## [Exercise aim]
The lines to copy are those holding the string "like" in the entries below.

** Opening Supplied records block **

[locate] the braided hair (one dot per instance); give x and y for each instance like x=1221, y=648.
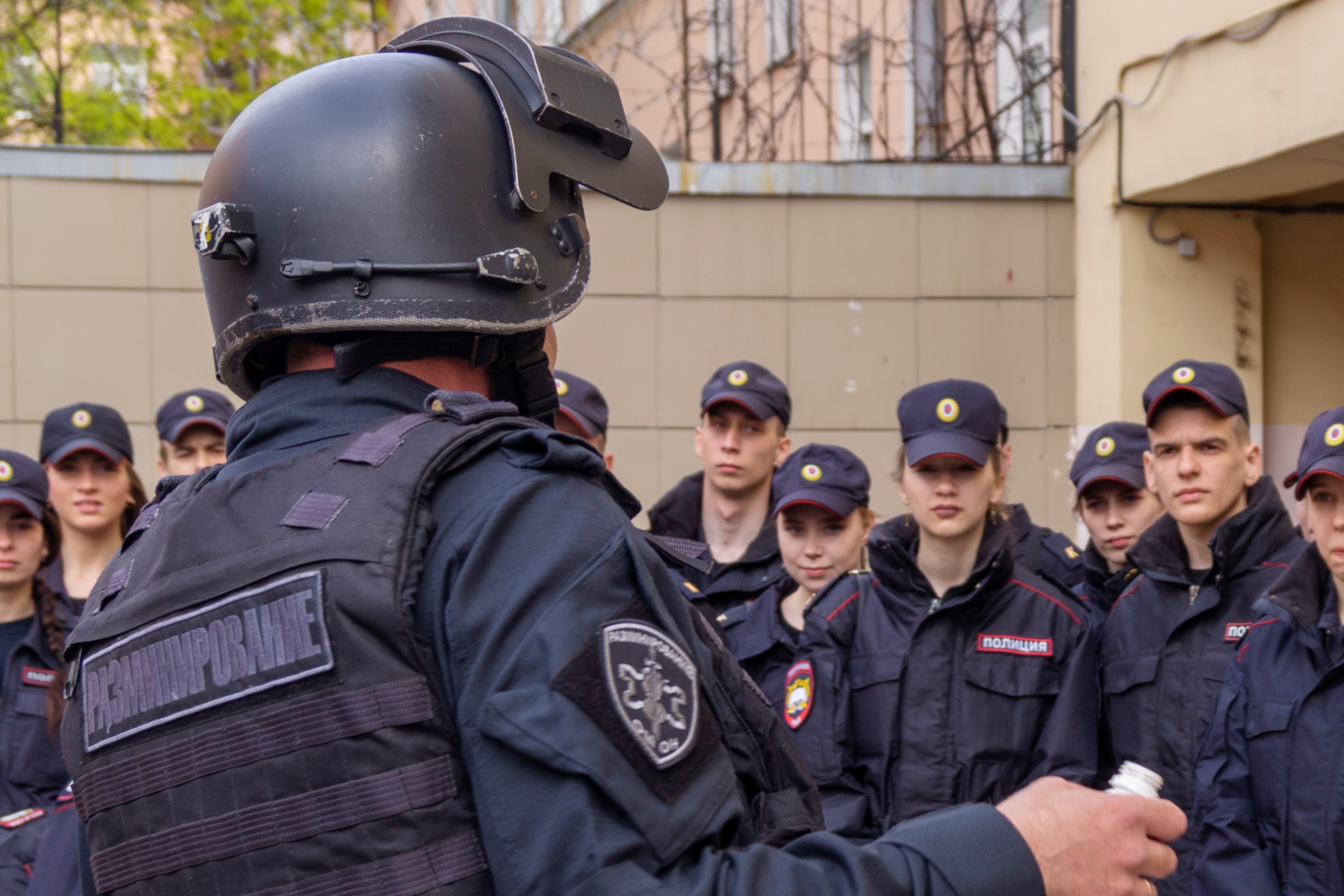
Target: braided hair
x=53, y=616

** Closing Supplied records block **
** Opening Supplied records block **

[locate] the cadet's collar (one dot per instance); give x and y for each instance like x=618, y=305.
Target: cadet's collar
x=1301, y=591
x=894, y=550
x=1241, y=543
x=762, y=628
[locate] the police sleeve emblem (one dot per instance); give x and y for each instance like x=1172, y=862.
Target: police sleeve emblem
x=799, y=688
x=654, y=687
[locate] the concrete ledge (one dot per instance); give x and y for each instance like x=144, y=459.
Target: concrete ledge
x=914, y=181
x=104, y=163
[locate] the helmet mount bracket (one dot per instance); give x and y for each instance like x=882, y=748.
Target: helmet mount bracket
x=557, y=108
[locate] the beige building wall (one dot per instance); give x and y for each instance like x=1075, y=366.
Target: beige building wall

** Closing Supplied records block **

## [Result]
[locate] the braided hair (one dot per instance); give x and y for each instance like x=1221, y=648.
[locate] the cadet's collar (one dot per instance); give x and y for each instance like x=618, y=305.
[locate] the police sleeve emblem (one dot per instance); give x and y for each instance like x=1172, y=862.
[locate] the concrete ledge (one dot per instance); give x and y for each instance like x=144, y=459.
[locate] the helmet mount bracket (one dot per instance); give x and y for each instance like x=882, y=748.
[locate] the beige building wall (one dot per instance); give x and y for each instance like x=1075, y=366.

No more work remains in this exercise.